§ **Задание**
Чьего принципа, согласно тексту о мифологии в творчестве Курочкина, придерживается писатель и в чем этот принцип состоит?

§ **Выбранный фрагмент**
К вопросу мифологии в творчестве в. а. курочкина

Уже много веков тому назад после того, как произошел известный распад мифологического синкретизма в творчестве, которое, как известно, представляло из себя коллективное и бессознательное, в истории началась новая эра — индивидуального искусства. Это искусство, конечно, не раз возвращалось к своим изначальным истокам, в том числе и в эпоху небезызвестного романтизма, когда, как мы помним, на основе философии Шеллинга и братьев Шлегелей возникла концепция о мифологии как источнике и ядре искусства. Но все это, пожалуй, так и осталось на теоретическом уровне. Как сакральное миф уже давно потерял свою значимость. В 20-м веке к нему относились либо с иронией, либо как к тому, что необходимо во что бы то ни стало преодолеть. Модернизм не в счет — он не становился массовым явлением. Писатель Виктор Александрович Курочкин был, пожалуй, одним из немногих представителей советской литературы первого послевоенного периода, который не на поверхностном уровне видимостей, а глубоко и внутренне обратился к истокам народного, иначе говоря — к мифологии в творчестве. Эта мифология прослеживается практически в каждом его произведении: ее мотивы словно переговариваются друг с другом. Однако обнаружить их оказывается не так-то просто, так как здесь Виктор Александрович придерживается принципа классика Пришвина: думая обо всем, писать так, как будто делаешь это для всех. Что характерно: мифология проходит не через основное действие, а параллельно ему и представляет из себя путь от личного «Я» к «Я» коллективному. Помнится, Глеб Горбовский усматривал в этом странный лиризм в произведениях Курочкина. Мы не можем с этим согласиться: здесь именно народный миф или, пользуясь понятийным аппаратом юнгианцев, архетип стоит в ядре основания. Развитие его мы попытаемся рассмотреть на примере трех самых известных произведений выпускника нашего Литературного института — повестей «На войне как на войне», «Заколоченный дом» и «Записки народного судьи Семена Бузыкина» (для краткости и удобства я буду эту длинную повесть называть просто «Бузыкиным»).

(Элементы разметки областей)
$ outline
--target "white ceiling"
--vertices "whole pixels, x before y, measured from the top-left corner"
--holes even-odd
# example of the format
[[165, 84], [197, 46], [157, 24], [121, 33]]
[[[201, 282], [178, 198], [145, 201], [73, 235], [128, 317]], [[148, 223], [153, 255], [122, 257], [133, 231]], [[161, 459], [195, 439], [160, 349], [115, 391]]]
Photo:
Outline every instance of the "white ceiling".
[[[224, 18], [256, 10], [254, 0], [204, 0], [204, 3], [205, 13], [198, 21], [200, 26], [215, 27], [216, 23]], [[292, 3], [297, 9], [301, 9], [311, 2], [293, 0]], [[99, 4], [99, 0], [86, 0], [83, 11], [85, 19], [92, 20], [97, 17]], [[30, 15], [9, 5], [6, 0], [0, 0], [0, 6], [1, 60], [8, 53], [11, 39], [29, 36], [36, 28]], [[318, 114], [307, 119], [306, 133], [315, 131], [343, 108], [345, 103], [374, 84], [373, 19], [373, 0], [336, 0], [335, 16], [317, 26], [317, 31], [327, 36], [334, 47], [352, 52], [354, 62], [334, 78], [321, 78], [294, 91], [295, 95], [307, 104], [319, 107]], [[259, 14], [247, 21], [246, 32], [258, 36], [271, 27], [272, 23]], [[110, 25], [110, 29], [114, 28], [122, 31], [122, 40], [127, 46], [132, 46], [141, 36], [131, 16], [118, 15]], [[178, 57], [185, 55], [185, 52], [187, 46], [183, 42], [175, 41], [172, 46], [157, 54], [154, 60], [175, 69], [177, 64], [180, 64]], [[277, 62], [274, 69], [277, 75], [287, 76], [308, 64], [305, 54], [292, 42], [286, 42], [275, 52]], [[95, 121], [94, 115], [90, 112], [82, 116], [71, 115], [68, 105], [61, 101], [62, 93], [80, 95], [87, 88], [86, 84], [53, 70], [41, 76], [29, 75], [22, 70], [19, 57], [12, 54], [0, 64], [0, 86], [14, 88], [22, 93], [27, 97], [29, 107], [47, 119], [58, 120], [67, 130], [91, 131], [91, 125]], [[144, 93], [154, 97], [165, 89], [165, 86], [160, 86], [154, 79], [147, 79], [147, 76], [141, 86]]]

§ **Ответ на задание**
Принципа Пришвина: думая обо всем, писать так, как будто делаешь это для всех.